And what's even worse, the very different templates used in each
language version.
2012/6/20 Carcharoth <carcharothwp(a)googlemail.com>
PS. Forgot to say that this claim misses several points about how
different language Wikipedias often have very different articles on
the same topic (i.e. they are rarely direct translations if
independent editing of the articles is being done). Also, I'm not
clear if they are saying that this would be an improvement on machine
or human translation or not. I think the claim is merely being used as
an example of translating of a large amount of text relatively quickly
using a form of crowdsourcing, rather than any intention to actually
translate the articles, but maybe they do intend to do that?
What I did wonder was whether the "gaming" approach reflects how
things work on Wikipedia:
"Points are offered for each translation attempted; completing a round
earns the user a shiny gold medal; and learners can follow each other,
adding a competitive edge."

### Data segment
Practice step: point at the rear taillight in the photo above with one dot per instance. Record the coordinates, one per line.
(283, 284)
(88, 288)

### Exercise instructions
[A] Please write out the part of the mailing-list message above that opens with the words containing "2012/6/20 Carcharoth <carcharothwp(a)googlemail.com>" and closes with "to do that?".
[B] In the quoted description of the "gaming" approach in the mailing-list message above, what does completing a round earn the user?

### Per-task answers
[A]
2012/6/20 Carcharoth <carcharothwp(a)googlemail.com>
PS. Forgot to say that this claim misses several points about how
different language Wikipedias often have very different articles on
the same topic (i.e. they are rarely direct translations if
independent editing of the articles is being done). Also, I'm not
clear if they are saying that this would be an improvement on machine
or human translation or not. I think the claim is merely being used as
an example of translating of a large amount of text relatively quickly
using a form of crowdsourcing, rather than any intention to actually
translate the articles, but maybe they do intend to do that?

[B] A shiny gold medal.